◆ **Exercise**:
Carry the AMLTK optimization guide forward from the point where it ends.

◆ **Quoted text**:

— BEGIN —

Optimization Guide#

One of the core tasks of any AutoML system is to optimize some objective, whether it be some pipeline, a black-box or even a toy function. In the context of AMLTK, this means defining some Metric(s) to optimize and creating an Optimizer to optimize them.

You can check out the integrated optimizers in our optimizer reference.

This guide relies lightly on topics covered in the Pipeline Guide for creating a pipeline but also the Scheduling guide for creating a Scheduler and a Task. These aren't required but if something is not clear or you'd like to know how something works, please refer to these guides or the reference!

Optimizing a 1-D function#

We'll start with a simple example of maximizing a polynomial function The first thing to do is define the function we want to optimize.

import numpy as np
import matplotlib.pyplot as plt

def poly(x):
    return (x**2 + 4*x + 3) / x

fig, ax = plt.subplots()
x = np.linspace(-10, 10, 100)
ax.plot(x, poly(x))

Our next step is to define the search range over which we want to optimize, in this case, the range of values x can take. Here we use a simple Searchable, however we can represent entire machine learning pipelines, with conditionality and much more complex ranges. (Pipeline guide)

Vocab...

When dealing with such functions, one might call the x just a parameter. However in the context of Machine Learning, if this poly() function was more like train_model(), then we would refer to x as a hyperparameter with it's range as it's search space.

from amltk.pipeline import Searchable

def poly(x: float) -> float:
    return (x**2 + 4*x + 3) / x

s = Searchable(
    {"x": (-10.0, 10.0)},
    name="my-searchable"
)

╭─ Searchable(my-searchable) ─╮
│ space {'x': (-10.0, 10.0)}  │
╰─────────────────────────────╯

Creating an Optimizer#

We'll utilize SMAC here for optimization as an example but you can find other available optimizers here.

Requirements

This requires smac which can be installed with:

pip install amltk[smac]

# Or directly
pip install smac

The first thing we'll need to do is create a Metric: a definition of some value we want to optimize.

from amltk.optimization import Metric

metric = Metric("score", minimize=False)
print(metric)

score (maximize)

The next step is to actually create an optimizer, you'll have to refer to their reference documentation. However, for most integrated optimizers, we expose a helpful create().

from amltk.optimization.optimizers.smac import SMACOptimizer
from amltk.optimization import Metric
from amltk.pipeline import Searchable

def poly(x: float) -> float:
    return (x**2 + 4*x + 3) / x

metric = Metric("score", minimize=False)
space = Searchable(space={"x": (-10.0, 10.0)}, name="my-searchable")

optimizer = SMACOptimizer.create(space=space, metrics=metric, seed=42)

Running an Optimizer#

At this point, we can begin optimizing our function, using the ask to get Trials and tell methods with Trial.Reports.

from amltk.optimization.optimizers.smac import SMACOptimizer
from amltk.optimization import Metric, History, Trial
from amltk.pipeline import Searchable

def poly(x: float) -> float:
    return (x**2 + 4*x + 3) / x

metric = Metric("score", minimize=False)
space = Searchable(space={"x": (-10.0, 10.0)}, name="my-searchable")

optimizer = SMACOptimizer.create(space=space, metrics=metric, seed=42)

history = History()

— END —

◆ **Source excerpt**:
— BEGIN —

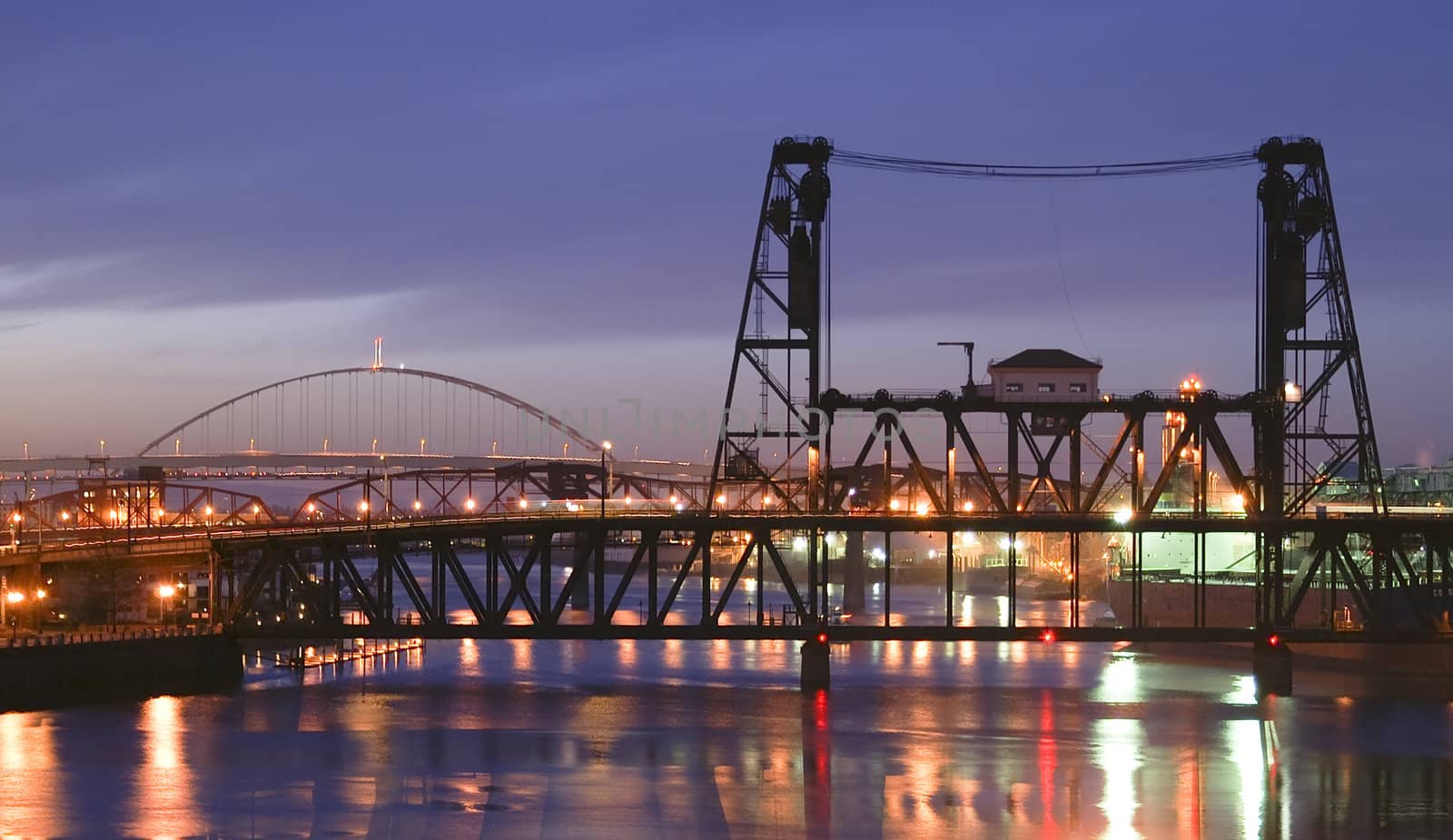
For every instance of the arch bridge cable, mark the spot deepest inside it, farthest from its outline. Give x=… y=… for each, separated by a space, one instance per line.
x=999 y=171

— END —

◆ **In response**:
for _ in range(10):
    # Get a trial from an Optimizer
    trial: Trial = optimizer.ask()
    print(f"Evaluating trial {trial.name} with config {trial.config}")

    # Access the the trial's config
    x = trial.config["my-searchable:x"]

    try:
        score = poly(x)
    except ZeroDivisionError as e:
        # Generate a failed report (i.e. poly(x) raised divide by zero exception with x=0)
        report = trial.fail(e)
    else:
        # Generate a success report
        report = trial.success(score=score)

    # Store artifacts with the trial, using file extensions to infer how to store it
    trial.store({ "config.json": trial.config, "array.npy": [1, 2, 3] })

    # Tell the Optimizer about the report
    optimizer.tell(report)

    # Add the report to the history
    history.add(report)

Evaluating trial config_id=1_seed=1608637542_budget=None_instance=None with config {'my-searchable:x': 5.9014238975942}
Evaluating trial config_id=2_seed=1608637542_budget=None_instance=None with config {'my-searchable:x': -2.0745517686009}
Evaluating trial config_id=3_seed=1608637542_budget=None_instance=None with config {'my-searchable:x': -8.2577728666365}
Evaluating trial config_id=4_seed=1608637542_budget=None_instance=None with config {'my-searchable:x': 4.4309198483825}
Evaluating trial config_id=5_seed=1608637542_budget=None_instance=None with config {'my-searchable:x': 0.2431046403944}
Evaluating trial config_id=6_seed=1608637542_budget=None_instance=None with config {'my-searchable:x': -6.4137935638428}
Evaluating trial config_id=7_seed=1608637542_budget=None_instance=None with config {'my-searchable:x': -2.5898005627096}
Evaluating trial config_id=8_seed=1608637542_budget=None_instance=None with config {'my-searchable:x': 8.7605084478855}
Evaluating trial config_id=9_seed=1608637542_budget=None_instance=None with config {'my-searchable:x': 8.4289555996656}
Evaluating trial config_id=10_seed=1608637542_budget=None_instance=None with config {'my-searchable:x': -4.5996635966003}

And we can use the History to see the history of the optimization process

df = history.df()
print(df)

                                                     status  ...  config:my-searchable:x
name                                                         ...                        
config_id=1_seed=1608637542_budget=None_instanc...  success  ...                5.901424
config_id=2_seed=1608637542_budget=None_instanc...  success  ...               -2.074552
config_id=3_seed=1608637542_budget=None_instanc...  success  ...               -8.257773
config_id=4_seed=1608637542_budget=None_instanc...  success  ...                 4.43092
config_id=5_seed=1608637542_budget=None_instanc...  success  ...                0.243105
config_id=6_seed=1608637542_budget=None_instanc...  success  ...               -6.413794
config_id=7_seed=1608637542_budget=None_instanc...  success  ...               -2.589801
config_id=8_seed=1608637542_budget=None_instanc...  success  ...                8.760508
config_id=9_seed=1608637542_budget=None_instanc...  success  ...                8.428956
config_id=10_seed=1608637542_budget=None_instan...  success  ...               -4.599664

[10 rows x 9 columns]

Okay so there are a few things introduced all at once here, let's go over them bit by bit.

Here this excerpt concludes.